* _MATERIALS PROVIDED_:
----------
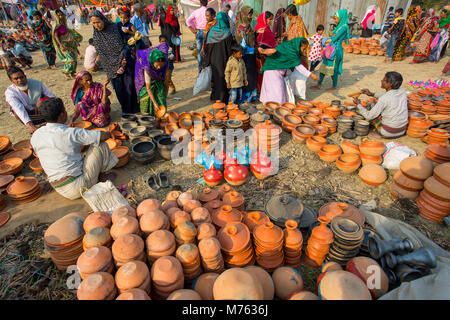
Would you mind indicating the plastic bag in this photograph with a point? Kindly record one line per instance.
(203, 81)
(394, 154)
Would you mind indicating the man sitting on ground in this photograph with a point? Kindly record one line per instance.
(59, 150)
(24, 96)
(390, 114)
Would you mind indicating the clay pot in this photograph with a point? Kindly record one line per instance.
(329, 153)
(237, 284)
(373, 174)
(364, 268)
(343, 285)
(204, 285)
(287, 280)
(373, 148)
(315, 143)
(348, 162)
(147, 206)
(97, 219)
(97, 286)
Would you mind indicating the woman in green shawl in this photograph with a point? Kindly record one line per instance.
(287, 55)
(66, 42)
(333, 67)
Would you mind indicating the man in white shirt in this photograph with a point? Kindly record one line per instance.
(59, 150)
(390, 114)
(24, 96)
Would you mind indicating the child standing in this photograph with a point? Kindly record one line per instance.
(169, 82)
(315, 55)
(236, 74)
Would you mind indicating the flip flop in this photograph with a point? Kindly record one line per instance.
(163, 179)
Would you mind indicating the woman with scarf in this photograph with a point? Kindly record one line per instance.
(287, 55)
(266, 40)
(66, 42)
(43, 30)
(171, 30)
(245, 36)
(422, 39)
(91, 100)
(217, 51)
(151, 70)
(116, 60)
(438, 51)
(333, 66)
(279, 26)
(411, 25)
----------
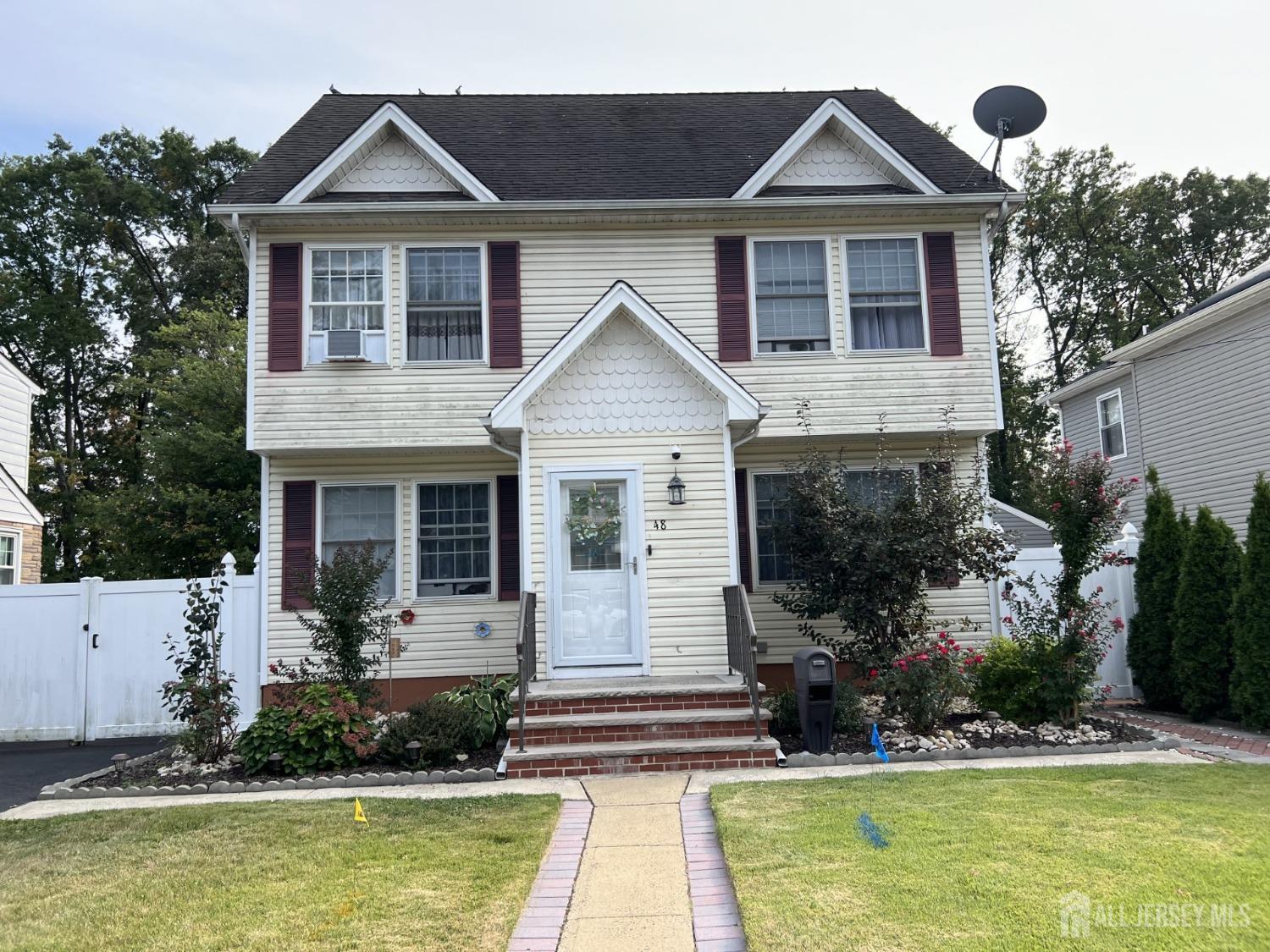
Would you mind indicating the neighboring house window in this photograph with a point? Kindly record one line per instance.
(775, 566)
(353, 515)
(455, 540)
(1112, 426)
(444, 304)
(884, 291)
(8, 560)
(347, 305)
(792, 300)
----------
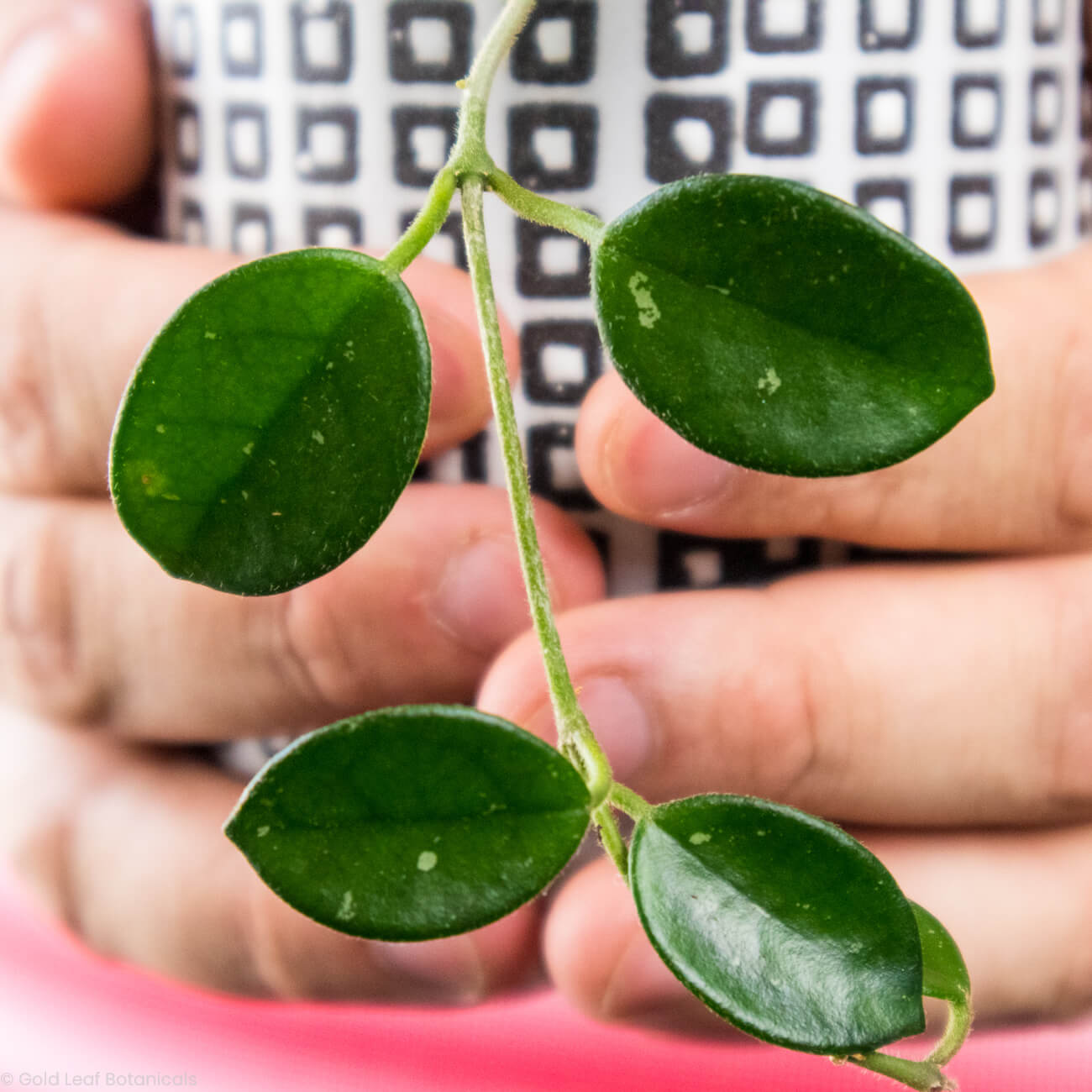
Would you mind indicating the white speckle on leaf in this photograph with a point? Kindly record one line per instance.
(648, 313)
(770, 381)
----------
* _DESCRIPTION OF THE TASK_: Return every line of the records above that contains the string "white", treating uppercase and lowercase letters as distinct.

* _FINAL ANSWER_:
Would you mind indicating the man in white shirt in this photograph with a point? Kindly record one line per instance.
Would you mind indicating the white speckle on leaf in this photograph with a point? Kindly record one line per instance.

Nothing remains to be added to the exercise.